Repeat the material exactly, every line of it.

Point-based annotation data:
= = =
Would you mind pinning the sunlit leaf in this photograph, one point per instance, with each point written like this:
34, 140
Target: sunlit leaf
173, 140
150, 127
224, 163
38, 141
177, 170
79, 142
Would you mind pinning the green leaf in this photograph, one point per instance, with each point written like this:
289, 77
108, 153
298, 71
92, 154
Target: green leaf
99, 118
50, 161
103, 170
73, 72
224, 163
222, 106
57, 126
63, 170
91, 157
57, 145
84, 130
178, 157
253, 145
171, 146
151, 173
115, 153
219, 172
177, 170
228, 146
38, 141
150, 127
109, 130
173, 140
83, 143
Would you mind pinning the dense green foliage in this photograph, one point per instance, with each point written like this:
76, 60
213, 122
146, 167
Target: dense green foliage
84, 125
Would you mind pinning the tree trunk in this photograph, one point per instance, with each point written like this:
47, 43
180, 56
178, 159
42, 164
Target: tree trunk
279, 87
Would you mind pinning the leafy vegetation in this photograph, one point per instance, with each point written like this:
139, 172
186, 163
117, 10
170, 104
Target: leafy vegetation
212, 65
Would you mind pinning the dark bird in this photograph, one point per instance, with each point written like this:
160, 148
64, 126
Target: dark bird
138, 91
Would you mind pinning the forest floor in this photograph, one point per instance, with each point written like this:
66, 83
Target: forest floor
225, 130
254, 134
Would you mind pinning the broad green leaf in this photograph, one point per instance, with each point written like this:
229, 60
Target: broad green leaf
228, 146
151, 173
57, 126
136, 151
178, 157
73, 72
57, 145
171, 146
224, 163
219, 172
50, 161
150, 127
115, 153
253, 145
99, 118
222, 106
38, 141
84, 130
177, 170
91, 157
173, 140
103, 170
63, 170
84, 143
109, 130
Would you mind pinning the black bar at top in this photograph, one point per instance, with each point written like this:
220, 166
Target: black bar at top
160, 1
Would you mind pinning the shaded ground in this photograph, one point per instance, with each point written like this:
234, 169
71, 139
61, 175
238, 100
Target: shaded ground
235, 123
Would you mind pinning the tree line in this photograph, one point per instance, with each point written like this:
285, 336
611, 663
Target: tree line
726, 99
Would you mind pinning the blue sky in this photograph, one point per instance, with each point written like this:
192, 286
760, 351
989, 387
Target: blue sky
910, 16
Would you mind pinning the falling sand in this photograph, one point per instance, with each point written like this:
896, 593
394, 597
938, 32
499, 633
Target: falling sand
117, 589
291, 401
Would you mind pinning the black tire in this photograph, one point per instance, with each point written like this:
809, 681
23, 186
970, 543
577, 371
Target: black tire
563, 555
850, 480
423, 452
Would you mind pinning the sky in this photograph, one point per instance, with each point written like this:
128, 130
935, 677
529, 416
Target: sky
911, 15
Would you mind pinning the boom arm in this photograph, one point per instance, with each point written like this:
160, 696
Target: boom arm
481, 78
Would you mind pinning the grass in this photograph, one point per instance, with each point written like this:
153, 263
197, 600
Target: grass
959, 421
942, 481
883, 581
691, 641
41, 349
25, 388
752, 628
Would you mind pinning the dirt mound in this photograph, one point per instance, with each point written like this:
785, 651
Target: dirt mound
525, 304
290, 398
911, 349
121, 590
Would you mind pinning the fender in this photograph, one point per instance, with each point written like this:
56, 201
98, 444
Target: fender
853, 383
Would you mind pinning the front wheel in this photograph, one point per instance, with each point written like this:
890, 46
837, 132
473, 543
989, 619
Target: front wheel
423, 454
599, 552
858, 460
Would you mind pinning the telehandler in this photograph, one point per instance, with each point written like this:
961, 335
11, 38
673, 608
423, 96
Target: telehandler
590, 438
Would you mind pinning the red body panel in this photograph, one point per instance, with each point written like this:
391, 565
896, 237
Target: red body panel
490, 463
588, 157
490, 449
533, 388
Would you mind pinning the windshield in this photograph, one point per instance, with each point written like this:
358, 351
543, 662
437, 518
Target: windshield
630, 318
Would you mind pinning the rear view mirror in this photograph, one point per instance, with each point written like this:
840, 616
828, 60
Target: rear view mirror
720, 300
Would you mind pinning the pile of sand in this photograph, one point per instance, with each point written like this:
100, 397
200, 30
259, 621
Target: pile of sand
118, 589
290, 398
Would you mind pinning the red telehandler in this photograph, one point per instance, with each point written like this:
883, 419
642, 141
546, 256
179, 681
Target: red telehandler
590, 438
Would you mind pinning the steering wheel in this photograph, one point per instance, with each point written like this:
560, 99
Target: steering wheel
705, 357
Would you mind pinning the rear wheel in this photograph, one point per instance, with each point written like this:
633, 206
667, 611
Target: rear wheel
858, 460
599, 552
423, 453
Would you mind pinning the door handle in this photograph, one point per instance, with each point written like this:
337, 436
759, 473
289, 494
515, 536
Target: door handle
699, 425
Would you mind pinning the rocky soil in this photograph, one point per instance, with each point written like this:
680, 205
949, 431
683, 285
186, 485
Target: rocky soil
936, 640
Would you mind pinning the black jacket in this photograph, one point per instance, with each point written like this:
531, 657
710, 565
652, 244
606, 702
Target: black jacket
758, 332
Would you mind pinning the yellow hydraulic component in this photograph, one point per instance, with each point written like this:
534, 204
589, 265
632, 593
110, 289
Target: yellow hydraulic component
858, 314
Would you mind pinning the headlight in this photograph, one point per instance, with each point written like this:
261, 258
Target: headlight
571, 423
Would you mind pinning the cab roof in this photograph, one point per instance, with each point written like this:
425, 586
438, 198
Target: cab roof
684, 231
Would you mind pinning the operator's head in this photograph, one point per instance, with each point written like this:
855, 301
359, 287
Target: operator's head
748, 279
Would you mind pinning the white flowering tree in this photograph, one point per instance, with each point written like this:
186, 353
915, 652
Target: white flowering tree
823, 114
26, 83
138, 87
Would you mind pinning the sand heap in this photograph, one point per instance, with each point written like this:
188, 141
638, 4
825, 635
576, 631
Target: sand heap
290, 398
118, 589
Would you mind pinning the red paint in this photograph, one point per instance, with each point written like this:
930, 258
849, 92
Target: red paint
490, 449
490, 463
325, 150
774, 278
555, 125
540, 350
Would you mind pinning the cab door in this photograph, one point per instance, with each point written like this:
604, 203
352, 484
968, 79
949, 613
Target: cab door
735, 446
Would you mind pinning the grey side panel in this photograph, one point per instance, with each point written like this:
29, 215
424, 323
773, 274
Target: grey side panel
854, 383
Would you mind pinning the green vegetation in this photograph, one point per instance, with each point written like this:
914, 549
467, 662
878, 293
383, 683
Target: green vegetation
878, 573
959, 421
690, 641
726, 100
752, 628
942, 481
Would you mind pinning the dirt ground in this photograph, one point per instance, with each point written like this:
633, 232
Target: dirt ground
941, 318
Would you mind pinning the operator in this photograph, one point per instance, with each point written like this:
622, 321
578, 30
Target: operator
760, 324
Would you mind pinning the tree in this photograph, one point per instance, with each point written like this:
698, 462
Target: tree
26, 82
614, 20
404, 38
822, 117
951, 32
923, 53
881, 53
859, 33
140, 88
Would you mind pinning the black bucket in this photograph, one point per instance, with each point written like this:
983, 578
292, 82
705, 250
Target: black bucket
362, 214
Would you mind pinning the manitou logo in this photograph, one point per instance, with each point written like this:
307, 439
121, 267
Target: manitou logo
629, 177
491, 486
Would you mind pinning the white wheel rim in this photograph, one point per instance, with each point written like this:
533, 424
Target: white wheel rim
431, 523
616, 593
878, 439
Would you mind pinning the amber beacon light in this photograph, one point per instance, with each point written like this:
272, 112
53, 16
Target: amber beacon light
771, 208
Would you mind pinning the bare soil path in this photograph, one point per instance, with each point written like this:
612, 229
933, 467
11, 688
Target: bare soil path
= = =
RESULT OF THE TASK:
Would you mind pinning the sunlit leaf in this photograph, one point per instance, with each point written like this:
34, 140
Target: sunlit leaf
173, 140
150, 127
224, 163
38, 141
177, 170
79, 142
Would you mind pinning the green leaf in this photograph, one point per instance, with each point written like this:
289, 77
108, 153
298, 71
92, 154
Target: green leaf
99, 118
50, 161
103, 170
73, 72
224, 163
222, 106
57, 126
63, 170
91, 157
57, 145
84, 130
178, 157
253, 145
171, 146
151, 173
115, 153
219, 172
177, 170
228, 146
38, 141
150, 127
109, 130
173, 140
83, 143
Would you mind pinning the dense green foliage in this photograph, one point per instance, with each point written like this:
76, 60
213, 122
146, 167
Target: dense green foliage
84, 125
Would you mind pinning the tree trunk in this photograph, one point per instance, with each point written like this:
47, 43
180, 56
178, 159
42, 164
Target: tree trunk
279, 87
Would you mind pinning the leafy vegetation in this photograph, one point per instance, with each point written like this:
139, 172
186, 163
117, 10
170, 104
Target: leafy vegetation
212, 65
Would you mind pinning the dark bird in this photograph, one point per instance, with each point written like this:
160, 148
64, 126
Target: dark bird
138, 91
Would you mind pinning the forest floor in this photograph, one point per instance, with each point written like this:
66, 83
Target: forest floor
225, 130
254, 134
Would you mind pinning the broad green leaf in this photograph, one point per instance, with each point written like this:
229, 60
Target: broad green leaf
228, 146
151, 173
57, 126
136, 151
178, 157
73, 72
57, 145
171, 146
224, 163
219, 172
50, 161
150, 127
115, 153
253, 145
99, 118
222, 106
38, 141
84, 130
177, 170
91, 157
173, 140
103, 170
63, 170
84, 143
109, 130
Would you mind pinning the black bar at top in this photograph, one point per instance, with each point written like this:
220, 166
Target: black bar at top
160, 1
Would you mind pinning the shaded ground in this photograph, one point per instance, with each point written like this:
234, 169
71, 139
61, 175
238, 100
Target: shaded ground
235, 123
Would you mind pinning the tree line in this photograph, one point per instance, with each point written like this:
285, 336
611, 663
Target: tree line
726, 99
Would you mind pinning the blue sky in this photograph, one point per instance, with each point written like this:
192, 286
760, 351
989, 387
Target: blue sky
910, 16
Would you mind pinning the falling sand in this photograph, one point per instance, with each point written like this:
896, 593
394, 597
938, 32
499, 633
Target: falling sand
117, 589
291, 401
Would you mind pinning the black tire in this photograph, one point per instance, with each point written like this:
809, 681
23, 186
970, 543
577, 371
Target: black tire
563, 555
850, 480
423, 452
Would you mind pinning the sky in this photograph, one point per instance, with each point written like this:
128, 130
935, 677
529, 416
Target: sky
911, 15
Would you mind pinning the boom arm in this photograph, one point per instance, with each point written like this:
160, 696
Target: boom arm
481, 78
Would you mind pinning the grass in this photograph, one point per instance, with each point written like this:
153, 263
197, 600
Target: grass
959, 421
942, 481
883, 581
691, 641
41, 349
25, 388
752, 628
Would you mind pinning the dirt mound in this photograph, one point per instance, with each point written like this:
785, 651
Target: dirt mound
525, 304
290, 398
911, 349
121, 590
Would you mind pinning the fender in this photograph, one point per instance, with each point written like this:
56, 201
98, 444
Target: fender
853, 383
Would you mind pinning the front wheel in this photograph, one point per instance, with each point written like this:
890, 46
837, 132
473, 543
989, 619
Target: front wheel
423, 454
599, 552
858, 460
Would you mind pinning the telehandler in this photograph, one point per instance, with each point written like this:
961, 335
11, 38
673, 608
423, 96
Target: telehandler
590, 438
Would you mind pinning the red body panel in this photograph, one point per instance, with each point written like this:
391, 565
896, 237
Target: red body panel
490, 463
588, 157
490, 449
533, 388
Would you mind pinning the windshield in this photograph, one point per instance, with each point written like this:
358, 351
543, 662
437, 518
Target: windshield
630, 318
Would you mind pinning the rear view mirror in this photograph, one point per instance, with each point written like this:
840, 616
828, 60
Target: rear view mirror
720, 300
Would you mind pinning the pile of sand in this photograph, one point per instance, with each point written like this:
100, 397
200, 30
259, 621
Target: pile of sand
118, 589
290, 398
Would you mind pinning the red telehandler in this photograph, one point per instance, with each point written like this:
883, 419
642, 141
546, 256
179, 681
Target: red telehandler
590, 438
Would you mind pinning the steering wheel in this photograph, one point per instance, with each point written like this:
560, 99
Target: steering wheel
705, 357
Would you mind pinning the rear wheel in this photograph, one point per instance, with each point written like this:
633, 206
667, 611
Target: rear wheel
858, 460
599, 552
423, 453
Would you mind pinning the door handle in this photograph, one point per instance, with each point written like this:
337, 436
759, 473
289, 494
515, 536
Target: door handle
699, 425
Would you mind pinning the rocky soil in this photograph, one point per instance, with each point written like this:
680, 205
949, 431
683, 285
186, 485
Target: rocky soil
936, 640
Would you mind pinning the black jacket in this photograph, one point per instance, with each point written like this:
531, 657
710, 565
652, 244
606, 702
Target: black jacket
758, 332
Would you mind pinning the yellow hydraulic component in this photograph, one point per instance, with each point written like this:
534, 204
589, 265
632, 593
110, 289
Target: yellow hydraulic component
858, 314
Would you mind pinning the headlight in this photograph, one point per instance, with each point written like this:
261, 258
Target: headlight
571, 423
Would you mind pinning the cab roof in this photograph, one point per instance, with each point written like this:
425, 586
438, 198
Target: cab roof
684, 231
Would you mind pinning the operator's head in this photograph, one point per instance, with each point written like this:
855, 301
359, 287
Target: operator's head
748, 279
Would you mind pinning the white flowering tree in this photograph, one point per instance, with each point written like this:
186, 353
915, 652
Target: white flowering tree
823, 114
26, 83
138, 87
Would you mind pinning the sand heap in this photograph, one point per instance, with each point written like this:
188, 141
638, 4
825, 635
576, 631
Target: sand heap
290, 398
118, 589
Would you mind pinning the red paint in this photograph, one point per instance, with each point written like this:
930, 258
849, 92
Target: red paint
490, 449
490, 463
325, 150
774, 278
555, 125
540, 350
Would you mind pinning the cab door in this photograph, one point per instance, with each point written like this:
604, 203
352, 484
968, 79
949, 613
Target: cab door
735, 446
Would you mind pinning the grey side panel in this photograph, one point per instance, with each point written like this:
29, 215
424, 323
773, 274
Target: grey side panel
854, 383
Would you mind pinning the green vegetation in this photograph, one point per instance, with each point written like this:
914, 549
467, 662
878, 293
383, 683
Target: green vegetation
878, 573
959, 421
690, 641
726, 100
752, 628
942, 481
Would you mind pinning the dirt ground in this photograph, one point per instance, with each point written like this:
633, 232
Target: dirt ground
941, 318
Would you mind pinning the operator in this photograph, one point per instance, with each point written like this:
622, 321
578, 30
Target: operator
760, 324
Would you mind pinning the tree in this photograph, one point per instance, with each point written like this:
698, 462
Target: tree
26, 82
614, 20
404, 38
822, 117
951, 32
923, 53
881, 53
859, 33
140, 88
Would you mind pinning the black bucket in this photograph, one point per instance, with each point written like this:
983, 578
292, 82
705, 250
Target: black bucket
362, 214
Would you mind pinning the manitou logo in this photograph, one point per instance, with each point written like this:
307, 439
121, 267
Target: manitou logo
629, 177
491, 486
Would you mind pinning the white wheel rim in this photograph, one point per instance, with each point written like this:
533, 424
Target: white wheel rim
431, 523
616, 593
878, 439
Would you mind pinning the amber beacon light in this photograph, one point per instance, with each point written like this:
272, 112
53, 16
Target: amber beacon light
771, 208
Would you mind pinning the bare soil path in this photograph, one point per instance, with each point written like this:
612, 229
933, 467
11, 688
Target: bare soil path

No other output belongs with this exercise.